== Document passage

A large optical system is an optical system with large-scale lenses and mirrors that control light for specific purposes, such as for observing space or communicating with satellites. These systems help us see far into the universe or send and receive signals to and from satellites. Examples of such systems include large telescopes and satellite laser ranging systems. The performance of a large optical system depends on how well it can achieve the purposes set forth during its optical design process. For example, the performance of a large telescope is measured by its ability to show clear images of stars without distortions or aberrations. An optical system can be ideally designed during the optical design process. However, turning the ideal into reality depends on optical component fabrication, assembly and alignment processes. In particular, alignment is important in large optical systems. Alignment refers to the positioning of each optical element in its ideal location along the path of light. Therefore, misalignments of components can significantly affect the final image quality when there is a long optical path length. Moreover, in the final process, it is important to precisely position each component in its designated position to ensure the quality of the entire system.

====
== Listed records

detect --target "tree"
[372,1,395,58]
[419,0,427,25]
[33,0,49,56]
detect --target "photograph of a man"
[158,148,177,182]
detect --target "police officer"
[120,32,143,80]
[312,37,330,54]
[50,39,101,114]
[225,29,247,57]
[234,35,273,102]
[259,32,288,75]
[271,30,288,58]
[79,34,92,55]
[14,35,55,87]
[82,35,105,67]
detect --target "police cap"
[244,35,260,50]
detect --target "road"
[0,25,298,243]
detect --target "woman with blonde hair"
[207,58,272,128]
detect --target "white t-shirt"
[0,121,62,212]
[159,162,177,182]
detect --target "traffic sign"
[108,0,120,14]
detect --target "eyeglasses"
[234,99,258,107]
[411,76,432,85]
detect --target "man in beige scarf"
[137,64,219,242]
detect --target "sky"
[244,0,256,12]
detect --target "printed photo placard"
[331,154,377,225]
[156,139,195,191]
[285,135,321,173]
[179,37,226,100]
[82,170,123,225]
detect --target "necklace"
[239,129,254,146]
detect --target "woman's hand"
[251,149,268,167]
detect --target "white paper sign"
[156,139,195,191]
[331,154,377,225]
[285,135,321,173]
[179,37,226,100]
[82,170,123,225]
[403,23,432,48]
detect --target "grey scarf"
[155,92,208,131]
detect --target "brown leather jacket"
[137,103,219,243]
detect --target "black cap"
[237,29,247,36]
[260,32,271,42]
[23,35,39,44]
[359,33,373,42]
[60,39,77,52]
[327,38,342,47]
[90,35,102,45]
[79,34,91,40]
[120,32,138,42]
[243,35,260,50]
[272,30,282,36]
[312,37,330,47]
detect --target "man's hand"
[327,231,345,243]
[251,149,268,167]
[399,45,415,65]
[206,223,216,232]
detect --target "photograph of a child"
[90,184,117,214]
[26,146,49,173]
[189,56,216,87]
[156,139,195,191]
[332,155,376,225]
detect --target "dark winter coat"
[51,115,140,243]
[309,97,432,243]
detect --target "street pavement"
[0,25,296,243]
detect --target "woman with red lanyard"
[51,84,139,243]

====

Things to do:
a: Condense the paragraph of the passage on large optical systems that begins "A large optical system is" into a short bulleted list that keeps its main facts.
b: Extend the passage on large optical systems with the next paragraph, picking up after its last sentence.
The listing above plays no part in this work.

Answers given:
a:
- A large optical system uses large-scale lenses and mirrors to control light for purposes such as observing space or communicating with satellites.
- Examples include large telescopes and satellite laser ranging systems.
- Its performance depends on how well it achieves the purposes set during optical design. For a large telescope, this means showing clear images of stars without distortions or aberrations.
- An ideal design becomes reality only through component fabrication, assembly and alignment.
- Alignment places each optical element in its ideal location along the light path. It is especially important in large systems, because misalignments can significantly degrade final image quality when the optical path is long.
- Precisely positioning each component in the final process ensures the quality of the entire system.

b:
In this paper, we aligned a 1-m-class optical telescope assembly (OTA) using the root mean square (RMS) wavefront error (WFE) method [1]. This type of telescope in laser ranging systems is used for space satellite monitoring. Notably, this is the first time a telescope of this size has been aligned domestically. The type of OTA is designed as a Cassegrain telescope, a type widely used due to its compact design and ability to produce high-quality images with minimal optical aberrations. This design allows for a long focal length while maintaining a controllable physical size. The RMS WFE method provides a robust solution by incorporating additional boundary conditions, ensuring that the alignment process avoids local minima and achieves global minima. This method can be applied when interference fringes are visible. However, for large optical systems, simply placing the components in approximate positions does not produce interference fringes. Therefore, a two-step alignment process is necessary.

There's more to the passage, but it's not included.